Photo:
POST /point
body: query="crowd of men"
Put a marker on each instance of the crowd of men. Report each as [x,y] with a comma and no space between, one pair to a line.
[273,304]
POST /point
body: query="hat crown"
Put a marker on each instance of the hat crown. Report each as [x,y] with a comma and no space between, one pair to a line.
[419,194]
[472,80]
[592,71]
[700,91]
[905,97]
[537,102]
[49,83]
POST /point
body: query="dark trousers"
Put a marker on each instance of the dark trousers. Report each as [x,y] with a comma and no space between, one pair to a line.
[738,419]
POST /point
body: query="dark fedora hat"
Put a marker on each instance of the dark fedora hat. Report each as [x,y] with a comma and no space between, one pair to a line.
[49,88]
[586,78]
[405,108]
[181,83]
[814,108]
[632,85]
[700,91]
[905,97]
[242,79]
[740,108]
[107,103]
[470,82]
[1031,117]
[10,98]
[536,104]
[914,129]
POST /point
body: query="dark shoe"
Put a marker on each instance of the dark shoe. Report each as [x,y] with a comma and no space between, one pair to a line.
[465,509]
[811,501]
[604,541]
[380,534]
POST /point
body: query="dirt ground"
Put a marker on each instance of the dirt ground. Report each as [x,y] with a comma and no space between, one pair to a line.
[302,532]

============================================================

## Exercise requirements
Reproduce every line of the data exactly as it was written.

## Answer space
Photo:
POST /point
body: query="crowd of men"
Put a marker on each instance of the crowd of men. Report each as [x,y] with a comma and no space between, one pair to a line.
[273,304]
POST /point
body: query="hat crown"
Put a marker on each instance of the hat crown. Report each as [x,y] with a comma and no space between, one pair to a line.
[419,194]
[472,80]
[592,71]
[700,91]
[905,97]
[537,102]
[49,83]
POST /point
body: query="dark trousers"
Put a marker on each instance of the dark trousers. Report each as [x,y] with a comma and no space between, one pair to a line.
[738,419]
POST /point
body: query="dark fedora hat"
Put a marker on each instance of the dark fedora hat. Report each as [x,y] with a comma and no space between, one pair to a line.
[49,88]
[586,78]
[405,108]
[181,83]
[814,108]
[632,85]
[700,91]
[905,97]
[242,79]
[740,108]
[107,103]
[470,82]
[1031,117]
[10,98]
[536,104]
[914,129]
POST /point
body: query="dark shoe"
Put a marker on each instance of the dark shoe. Report each as [x,y] with a comma and no space between, one pair to a line.
[465,509]
[811,501]
[604,541]
[380,534]
POST /point
body: query="dirt ground"
Put a marker on each instance of the dirt ground. Report each as [x,y] with a comma and no space between, one pair to a line.
[302,532]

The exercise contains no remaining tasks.